*** Opening of Supplied text ***

Psychotherapy and Neuroscience

Selective Forgetting & Traumatic Coping

As noted earlier thought suppression paradigms illustrate that thought inhibition can induce impairments in the ability for retrieving properly sequenced film narrative memory, reduce coherency, produce “snapshots” of events, and increase thought preoccupation in healthy subjects (Harvey & Bryant, 1998a). Interestingly, these behaviors also characterize PTSD’s symptoms of avoidance and hotspot perceptual memories (Ehlers, Hackmann, & Michael, 2004; Berntsen & Rubin, 2006) as well as PTSD trauma narratives, which lack coherency and temporal sequencing (Foa, Molnar & Cashman, 1995; Hembree & Foa, 2000;). Patients with either acute stress disorder (ASD), a disorder characterized by early reactive symptoms of avoidance, intrusion, numbing, and anxiety to a recently experienced trauma (APA, 1994), or those with chronic PTSD (3-192 months post trauma) tend to experience a rebound effect and increased traumatic thoughts after being required to suppress traumatic thoughts earlier (Harvey & Bryant, 1998b). This effect has also been accompanied by intact thought suppression abilities and greater perceived difficulty in the trauma survivor’s ability for being able to control trauma-related thoughts (Shipherd & Beck, 1999). In a directed forgetting paradigm newly exposed trauma survivors with ASD have demonstrated learning impairments despite opportunities for post-learning retrieval. They also present enhanced suppression abilities needed for the directed forgetting task and superior abilities at forgetting (Moulds & Bryant, 2002).

*** Close of Supplied text ***
*** Opening of Source material ***

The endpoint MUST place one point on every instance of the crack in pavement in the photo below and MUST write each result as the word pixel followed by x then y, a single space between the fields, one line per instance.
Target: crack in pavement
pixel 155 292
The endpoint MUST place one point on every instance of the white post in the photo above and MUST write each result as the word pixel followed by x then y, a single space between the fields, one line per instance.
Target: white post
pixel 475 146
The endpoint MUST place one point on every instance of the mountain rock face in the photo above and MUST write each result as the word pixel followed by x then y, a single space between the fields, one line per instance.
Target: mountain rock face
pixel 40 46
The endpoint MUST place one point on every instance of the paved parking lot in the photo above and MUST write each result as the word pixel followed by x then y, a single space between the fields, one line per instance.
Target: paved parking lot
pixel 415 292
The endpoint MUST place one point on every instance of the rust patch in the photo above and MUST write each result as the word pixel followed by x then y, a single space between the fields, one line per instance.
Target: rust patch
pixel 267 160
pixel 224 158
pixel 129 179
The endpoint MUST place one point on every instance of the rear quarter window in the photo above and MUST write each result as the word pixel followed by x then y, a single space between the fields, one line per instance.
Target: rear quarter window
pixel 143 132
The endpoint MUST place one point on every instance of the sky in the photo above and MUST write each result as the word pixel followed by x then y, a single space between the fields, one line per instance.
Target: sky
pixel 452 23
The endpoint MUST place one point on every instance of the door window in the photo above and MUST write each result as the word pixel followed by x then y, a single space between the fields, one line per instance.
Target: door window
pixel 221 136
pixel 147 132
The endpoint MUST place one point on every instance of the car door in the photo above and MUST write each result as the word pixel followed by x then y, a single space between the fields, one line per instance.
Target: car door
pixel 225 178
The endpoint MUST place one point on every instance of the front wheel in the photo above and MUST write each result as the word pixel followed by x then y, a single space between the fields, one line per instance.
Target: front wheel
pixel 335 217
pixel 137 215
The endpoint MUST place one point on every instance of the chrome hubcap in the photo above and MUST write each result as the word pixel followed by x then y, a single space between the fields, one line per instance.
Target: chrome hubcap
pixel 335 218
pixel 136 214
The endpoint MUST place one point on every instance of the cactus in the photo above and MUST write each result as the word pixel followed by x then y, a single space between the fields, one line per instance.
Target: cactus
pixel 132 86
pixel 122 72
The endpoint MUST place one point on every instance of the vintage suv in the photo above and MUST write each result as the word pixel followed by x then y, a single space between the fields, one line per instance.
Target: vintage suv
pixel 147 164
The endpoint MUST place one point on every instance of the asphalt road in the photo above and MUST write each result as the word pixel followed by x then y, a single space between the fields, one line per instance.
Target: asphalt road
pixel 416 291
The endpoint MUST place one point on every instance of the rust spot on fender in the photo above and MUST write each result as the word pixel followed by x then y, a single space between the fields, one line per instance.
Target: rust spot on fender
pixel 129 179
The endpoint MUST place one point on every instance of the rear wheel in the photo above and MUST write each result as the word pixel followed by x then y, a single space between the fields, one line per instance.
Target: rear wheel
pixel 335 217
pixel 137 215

*** Close of Source material ***

_Activity list_
(a) Do these statements agree with the passage on selective forgetting and traumatic coping? (i) The Harvey & Bryant (1998a) suppression findings were seen in healthy subjects. (ii) PTSD trauma narratives are described as coherent and well sequenced. (iii) The chronic PTSD patients mentioned were 3-192 months past their trauma. For each, answer yes or no and quote the words from the passage that decide it.
(b) Supply the next few sentences of the passage on selective forgetting and traumatic coping.
You can ignore the point location data.

_Numbered answers_
(a)
(i) Yes: "increase thought preoccupation in healthy subjects (Harvey & Bryant, 1998a)"
(ii) No: "PTSD trauma narratives, which lack coherency and temporal sequencing"
(iii) Yes: "those with chronic PTSD (3-192 months post trauma)"

(b)
Also noted earlier inhibitory mechanisms deactivating the retrieval of declarative mental representations center in the dorsal and ventrolateral PFC in concert with the dorsal pACC. This region’s interactions with the stress-related amygdala may allow expression of the sustained conditioning state while impairing hippocampal declarative processing. This supports Anderson’s conclusion, which is based on Bechara and colleagues’ (1995) research findings noted earlier (Bechara, Tranel, Damasio, Adolphs, Rockland, & Damasio, 1995), that “it may be possible to suppress (through self-thought suppressive processes) the declarative representation of trauma without altering a person’s conditioned emotional responses to trauma-related stimuli” (Anderson, 2001, p. 200).

References

American Psychiatric Association (APA) (1994). Diagnosis and Statistical Manual of Mental Disorders of Mood Disorders, 4th Ed. Washington, D.C.: American Psychiatric Association.

Anderson, M.C. (2001). Active forgetting: Evidence for functional inhibition as a source of memory failure. Journal of Aggression, Maltreatment, & Trauma, 4, 185-210.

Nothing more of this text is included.